Description of the task => Set out the material, from the line containing "TARGET = white pillow" through the final line, inclusive, as a Markdown table with the columns Row and Line, numbering each row and omitting blank lines. Leave the pictures out.

-.-.-

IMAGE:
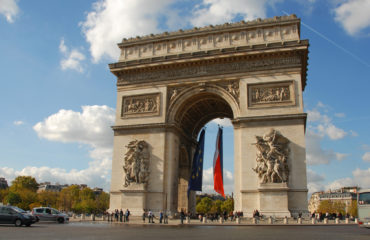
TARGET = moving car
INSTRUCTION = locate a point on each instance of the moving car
(49, 214)
(16, 216)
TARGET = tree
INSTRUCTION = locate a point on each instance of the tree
(24, 182)
(228, 205)
(204, 206)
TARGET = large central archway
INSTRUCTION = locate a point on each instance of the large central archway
(170, 85)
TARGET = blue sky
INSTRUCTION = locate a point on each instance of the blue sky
(58, 97)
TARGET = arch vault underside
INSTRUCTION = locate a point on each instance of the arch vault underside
(170, 85)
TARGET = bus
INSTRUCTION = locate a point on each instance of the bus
(363, 207)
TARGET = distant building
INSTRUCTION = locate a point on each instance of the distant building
(3, 183)
(345, 195)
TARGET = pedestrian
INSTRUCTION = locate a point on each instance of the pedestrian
(144, 215)
(120, 215)
(182, 216)
(160, 217)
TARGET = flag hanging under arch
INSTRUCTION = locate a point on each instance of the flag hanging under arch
(218, 182)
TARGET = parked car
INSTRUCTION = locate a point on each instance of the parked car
(16, 216)
(49, 214)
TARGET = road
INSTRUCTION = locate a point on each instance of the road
(104, 230)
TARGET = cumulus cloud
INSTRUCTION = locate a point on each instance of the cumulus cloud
(221, 11)
(353, 15)
(112, 20)
(90, 127)
(366, 157)
(72, 59)
(315, 154)
(208, 181)
(9, 9)
(18, 123)
(225, 122)
(359, 178)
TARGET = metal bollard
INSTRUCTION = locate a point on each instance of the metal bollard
(254, 220)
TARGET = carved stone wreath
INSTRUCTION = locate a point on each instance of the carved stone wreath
(272, 157)
(136, 163)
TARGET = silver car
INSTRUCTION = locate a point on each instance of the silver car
(49, 214)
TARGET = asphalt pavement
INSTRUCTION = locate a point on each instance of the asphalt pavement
(104, 230)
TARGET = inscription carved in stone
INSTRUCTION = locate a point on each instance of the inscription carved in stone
(270, 94)
(272, 157)
(209, 69)
(136, 163)
(140, 105)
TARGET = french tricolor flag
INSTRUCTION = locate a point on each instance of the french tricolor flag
(218, 181)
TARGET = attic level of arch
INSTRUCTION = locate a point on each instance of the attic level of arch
(213, 63)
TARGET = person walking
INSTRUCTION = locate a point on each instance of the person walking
(160, 217)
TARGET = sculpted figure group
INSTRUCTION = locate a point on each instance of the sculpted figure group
(272, 157)
(136, 162)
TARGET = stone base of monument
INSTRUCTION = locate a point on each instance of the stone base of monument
(134, 197)
(273, 198)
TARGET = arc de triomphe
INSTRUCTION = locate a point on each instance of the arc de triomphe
(170, 85)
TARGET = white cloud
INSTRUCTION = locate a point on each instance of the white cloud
(221, 11)
(72, 58)
(315, 154)
(90, 127)
(366, 157)
(353, 15)
(208, 181)
(112, 20)
(340, 115)
(359, 178)
(225, 122)
(9, 9)
(18, 123)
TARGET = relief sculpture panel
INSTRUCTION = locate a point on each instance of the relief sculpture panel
(262, 95)
(272, 157)
(141, 105)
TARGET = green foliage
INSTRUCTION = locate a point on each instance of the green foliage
(352, 210)
(204, 206)
(207, 205)
(327, 206)
(228, 205)
(24, 182)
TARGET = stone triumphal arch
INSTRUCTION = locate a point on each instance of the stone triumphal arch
(169, 85)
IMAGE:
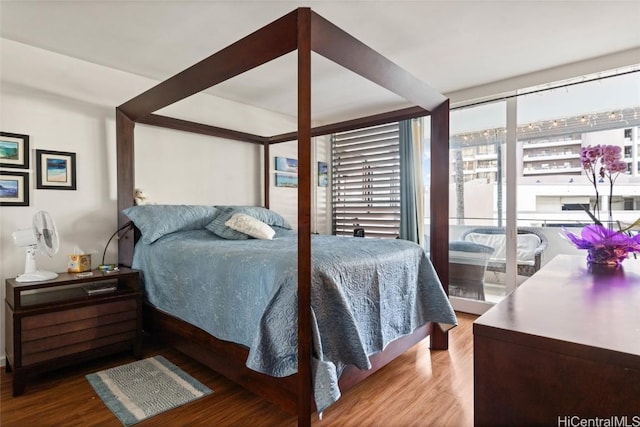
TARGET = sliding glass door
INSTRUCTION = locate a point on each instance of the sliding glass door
(515, 171)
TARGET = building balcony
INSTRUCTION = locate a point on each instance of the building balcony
(528, 145)
(551, 170)
(550, 156)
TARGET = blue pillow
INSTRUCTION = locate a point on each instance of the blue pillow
(217, 226)
(155, 221)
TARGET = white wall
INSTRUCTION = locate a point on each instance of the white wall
(65, 104)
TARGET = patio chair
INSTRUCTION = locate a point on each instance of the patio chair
(467, 265)
(531, 245)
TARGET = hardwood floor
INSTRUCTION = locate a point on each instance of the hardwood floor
(420, 388)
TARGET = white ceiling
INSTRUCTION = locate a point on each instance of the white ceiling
(451, 45)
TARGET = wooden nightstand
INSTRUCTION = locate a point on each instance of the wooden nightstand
(56, 323)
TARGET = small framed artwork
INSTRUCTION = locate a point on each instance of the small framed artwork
(14, 188)
(285, 164)
(323, 176)
(290, 181)
(14, 150)
(55, 170)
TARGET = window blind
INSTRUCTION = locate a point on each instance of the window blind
(366, 181)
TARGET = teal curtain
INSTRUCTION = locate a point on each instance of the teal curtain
(408, 204)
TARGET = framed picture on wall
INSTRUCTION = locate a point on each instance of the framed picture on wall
(285, 164)
(290, 181)
(14, 150)
(55, 170)
(14, 188)
(323, 175)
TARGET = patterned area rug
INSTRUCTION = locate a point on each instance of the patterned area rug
(142, 389)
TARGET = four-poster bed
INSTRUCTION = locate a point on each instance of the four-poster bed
(305, 32)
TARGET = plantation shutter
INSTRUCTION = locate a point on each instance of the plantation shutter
(366, 181)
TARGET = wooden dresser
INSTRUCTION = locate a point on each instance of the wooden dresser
(55, 323)
(563, 347)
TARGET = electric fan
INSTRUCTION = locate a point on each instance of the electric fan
(42, 236)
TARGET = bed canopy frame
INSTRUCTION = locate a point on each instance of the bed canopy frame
(304, 31)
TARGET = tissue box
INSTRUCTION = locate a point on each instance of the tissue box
(79, 263)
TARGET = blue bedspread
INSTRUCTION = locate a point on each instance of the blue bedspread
(365, 294)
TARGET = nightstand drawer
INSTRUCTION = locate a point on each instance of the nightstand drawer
(49, 348)
(56, 323)
(76, 314)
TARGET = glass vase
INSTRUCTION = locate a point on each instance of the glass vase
(610, 255)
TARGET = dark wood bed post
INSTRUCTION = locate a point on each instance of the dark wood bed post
(305, 384)
(440, 208)
(304, 31)
(125, 182)
(266, 183)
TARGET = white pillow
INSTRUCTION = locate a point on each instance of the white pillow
(251, 226)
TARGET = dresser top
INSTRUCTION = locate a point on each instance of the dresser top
(568, 307)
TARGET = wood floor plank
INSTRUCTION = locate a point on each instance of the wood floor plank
(420, 388)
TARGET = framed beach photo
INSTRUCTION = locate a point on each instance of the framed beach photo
(283, 180)
(14, 188)
(285, 164)
(323, 176)
(55, 170)
(14, 150)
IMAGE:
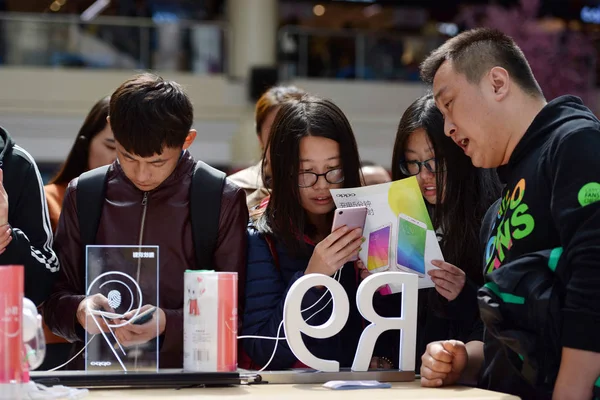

-.-.-

Task solution =>
| Row | Line |
|---|---|
| 1 | TARGET = white pillow |
| 2 | INSTRUCTION = locate a point on each instance of the white pillow |
| 3 | (251, 226) |
| 4 | TARGET = dresser top |
| 5 | INSTRUCTION = locate a point on each instance of the dresser top |
| 6 | (568, 307) |
| 7 | TARGET = wood floor plank |
| 8 | INSTRUCTION = locate a point on each instance of the wood floor plank |
| 9 | (420, 388) |
| 10 | TARGET = framed beach photo |
| 11 | INSTRUCTION = locate a point on each instance of the framed beach photo |
| 12 | (283, 180) |
| 13 | (14, 188) |
| 14 | (285, 164) |
| 15 | (323, 176) |
| 16 | (55, 170) |
| 17 | (14, 150) |
| 18 | IMAGE: |